Das Landesarbeitsgericht hat die Bekanntmachung dahin ausgelegt, daß sich die Beklagte die Gewährung von Beihilfe für Aufwendungen bei dauernder Anstaltsunterbringung im Einzelfall vorbehalten habe. Diese Auslegung ist nicht rechtsfehlerfrei. Das Landesarbeitsgericht hat dabei den wesentlichen Umstand übersehen, daß nach Absatz 2 Satz 1 dieser Bekanntmachung vom Grundsatz her die Lohnempfänger den pflichtversicherten Angestellten gleichgestellt sind. Damit wird es zunächst Feststellungen dazu zu treffen haben, ob an pflichtversicherte Angestellte Beihilfe für Aufwendungen bei dauernder Anstaltsunterbringung gezahlt wird oder nicht. Ohne eine dazu getroffene Feststellung ist die rechtliche Bewertung der in Abs. 3 aufgeführten Beihilfefälle als Regel- oder Ausnahmetatbestand nicht möglich.
Dieser Rechts fehler führt zur Aufhebung des angefochtenen Urteils. Da keine Feststellungen dazu getroffen sind, ob die Beklagte an pflichtversicherte Angestellte Beihilfe für Aufwendungen bei dauernder Anstaltsunterbringung gewährt, mußte der Rechtsstreit an das Landesarbeitsgericht zurückverwiesen werden.

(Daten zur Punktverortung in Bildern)

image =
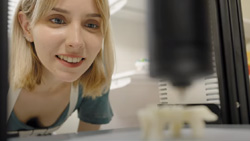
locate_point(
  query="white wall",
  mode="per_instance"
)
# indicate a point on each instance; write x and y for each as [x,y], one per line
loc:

AUFGABE A: Mit wem sind die Lohnempfänger laut dem Textauszug nach Absatz 2 Satz 1 der Bekanntmachung grundsätzlich gleichgestellt?
AUFGABE B: Fasse den Textauszug in zwei Sätzen zusammen.
AUFGABE C: Gib den Abschnitt des Textauszugs wortgetreu wieder, beginnend bei "Dieser Rechts fehler" und endend bei "Landesarbeitsgericht zurückverwiesen werden.".
Die Daten werden für die Bearbeitung nicht benötigt.

DEINE LÖSUNG A: Mit den pflichtversicherten Angestellten.

DEINE LÖSUNG B: Das Landesarbeitsgericht hat die Bekanntmachung rechtsfehlerhaft so ausgelegt, dass sich die Beklagte die Beihilfe für Aufwendungen bei dauernder Anstaltsunterbringung im Einzelfall vorbehalten habe, und dabei die grundsätzliche Gleichstellung der Lohnempfänger mit den pflichtversicherten Angestellten übersehen. Da nicht festgestellt ist, ob die Beklagte pflichtversicherten Angestellten solche Beihilfe gewährt, wird das angefochtene Urteil aufgehoben und der Rechtsstreit an das Landesarbeitsgericht zurückverwiesen.

DEINE LÖSUNG C:
Dieser Rechts fehler führt zur Aufhebung des angefochtenen Urteils. Da keine Feststellungen dazu getroffen sind, ob die Beklagte an pflichtversicherte Angestellte Beihilfe für Aufwendungen bei dauernder Anstaltsunterbringung gewährt, mußte der Rechtsstreit an das Landesarbeitsgericht zurückverwiesen werden.